* _What to do_
Repeat all of the records verbatim.

* _Working data_
○ ○ ○

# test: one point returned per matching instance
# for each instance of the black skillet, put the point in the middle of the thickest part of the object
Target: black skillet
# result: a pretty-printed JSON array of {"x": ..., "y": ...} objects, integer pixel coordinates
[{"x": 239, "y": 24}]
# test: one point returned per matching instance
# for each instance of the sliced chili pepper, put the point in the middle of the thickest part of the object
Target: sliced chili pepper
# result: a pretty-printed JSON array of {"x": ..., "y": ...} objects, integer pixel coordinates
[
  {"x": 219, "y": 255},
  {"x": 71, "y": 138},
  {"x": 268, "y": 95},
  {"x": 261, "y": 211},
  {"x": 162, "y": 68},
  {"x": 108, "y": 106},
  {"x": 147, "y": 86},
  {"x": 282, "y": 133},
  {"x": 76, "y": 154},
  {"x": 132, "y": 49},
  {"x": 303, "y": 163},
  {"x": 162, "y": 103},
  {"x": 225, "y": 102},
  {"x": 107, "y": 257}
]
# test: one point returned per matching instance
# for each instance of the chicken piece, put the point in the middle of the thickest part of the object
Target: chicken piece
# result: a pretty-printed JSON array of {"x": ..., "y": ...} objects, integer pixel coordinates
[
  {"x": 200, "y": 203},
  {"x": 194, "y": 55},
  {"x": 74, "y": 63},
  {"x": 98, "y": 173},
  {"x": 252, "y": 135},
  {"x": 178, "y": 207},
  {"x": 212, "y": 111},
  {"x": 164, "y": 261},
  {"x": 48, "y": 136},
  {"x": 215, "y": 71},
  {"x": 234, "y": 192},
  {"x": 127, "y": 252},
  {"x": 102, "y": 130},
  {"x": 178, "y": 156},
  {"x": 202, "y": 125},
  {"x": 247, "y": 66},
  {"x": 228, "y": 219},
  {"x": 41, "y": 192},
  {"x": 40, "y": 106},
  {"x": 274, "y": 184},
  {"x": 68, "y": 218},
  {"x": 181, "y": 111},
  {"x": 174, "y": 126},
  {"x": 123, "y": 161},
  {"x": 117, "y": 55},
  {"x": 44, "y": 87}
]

○ ○ ○

* _Task result_
# test: one point returned per matching instance
# for each instance of the black skillet, put the point in the middle of the thickest part of the object
Target: black skillet
# result: a pretty-printed JSON array of {"x": ..., "y": ...} objects, integer pixel coordinates
[{"x": 239, "y": 24}]
# test: one point returned per matching instance
# for each instance of the sliced chili pepper, put the point in the middle of the thickest part of the object
Target: sliced chili pepper
# result: a pretty-printed JSON array of {"x": ..., "y": ...} objects, integer pixel coordinates
[
  {"x": 219, "y": 255},
  {"x": 71, "y": 138},
  {"x": 268, "y": 95},
  {"x": 261, "y": 211},
  {"x": 162, "y": 68},
  {"x": 108, "y": 106},
  {"x": 147, "y": 86},
  {"x": 282, "y": 133},
  {"x": 76, "y": 154},
  {"x": 132, "y": 49},
  {"x": 303, "y": 163},
  {"x": 162, "y": 103},
  {"x": 225, "y": 102},
  {"x": 107, "y": 257}
]
# test: one point returned per matching instance
# for each instance of the chicken piece, put the point in the middle of the thickest part of the object
Target: chicken piece
# result: a pretty-printed JSON array of {"x": ..., "y": ...} objects, integer pixel coordinates
[
  {"x": 200, "y": 203},
  {"x": 194, "y": 55},
  {"x": 74, "y": 63},
  {"x": 98, "y": 173},
  {"x": 252, "y": 135},
  {"x": 178, "y": 207},
  {"x": 212, "y": 111},
  {"x": 164, "y": 261},
  {"x": 48, "y": 136},
  {"x": 215, "y": 71},
  {"x": 234, "y": 192},
  {"x": 127, "y": 252},
  {"x": 102, "y": 130},
  {"x": 178, "y": 156},
  {"x": 202, "y": 125},
  {"x": 247, "y": 66},
  {"x": 228, "y": 219},
  {"x": 41, "y": 192},
  {"x": 40, "y": 106},
  {"x": 274, "y": 184},
  {"x": 68, "y": 218},
  {"x": 181, "y": 111},
  {"x": 174, "y": 126},
  {"x": 123, "y": 161},
  {"x": 117, "y": 55},
  {"x": 44, "y": 87}
]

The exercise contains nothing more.